* DATA TO EXAMINE
◇ ◇ ◇

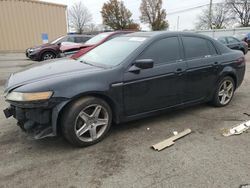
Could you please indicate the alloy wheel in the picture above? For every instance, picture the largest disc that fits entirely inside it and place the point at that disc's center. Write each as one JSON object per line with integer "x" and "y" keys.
{"x": 226, "y": 91}
{"x": 48, "y": 56}
{"x": 91, "y": 123}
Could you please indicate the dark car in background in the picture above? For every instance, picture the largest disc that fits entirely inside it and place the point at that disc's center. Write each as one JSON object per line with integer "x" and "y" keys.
{"x": 78, "y": 50}
{"x": 123, "y": 79}
{"x": 234, "y": 43}
{"x": 51, "y": 50}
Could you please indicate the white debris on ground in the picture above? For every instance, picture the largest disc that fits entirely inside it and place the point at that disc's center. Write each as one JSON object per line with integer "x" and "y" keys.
{"x": 170, "y": 141}
{"x": 239, "y": 129}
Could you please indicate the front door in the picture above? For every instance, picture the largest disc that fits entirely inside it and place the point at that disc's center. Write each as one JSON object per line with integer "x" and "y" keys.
{"x": 158, "y": 87}
{"x": 202, "y": 68}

◇ ◇ ◇

* ASSIGNMENT
Transcribe the whole of the data exactly, minus any pictures.

* FINISHED EXERCISE
Could you please indicate the alloy wheel in the picture above? For every instance, picture the largest disc that fits entirely inside it and place the point at that disc's center. Write each as one JSON object per line with integer "x" and "y" keys.
{"x": 226, "y": 91}
{"x": 48, "y": 56}
{"x": 91, "y": 123}
Could you please indicate the dark car in background in the picture above? For every instance, picture the largest disc that fits entirely inside it and place the point at that disc's center. Write each as one JSON object per line with integer "x" and "y" keys.
{"x": 78, "y": 50}
{"x": 123, "y": 79}
{"x": 234, "y": 43}
{"x": 51, "y": 50}
Could you please indicate the white debris on ground in the picture above? For every instance, picture the largest disc that fits entirely inside it and place the point at that disc's center. Write each as one JSON object per line with integer "x" and "y" keys.
{"x": 170, "y": 141}
{"x": 239, "y": 129}
Could you please indicate the front door in the picture above? For every instance, picture the largest disc that fits entirely inside it and place the point at that disc's center. Write each as one JSON object per line with integer "x" and "y" keys.
{"x": 158, "y": 87}
{"x": 202, "y": 68}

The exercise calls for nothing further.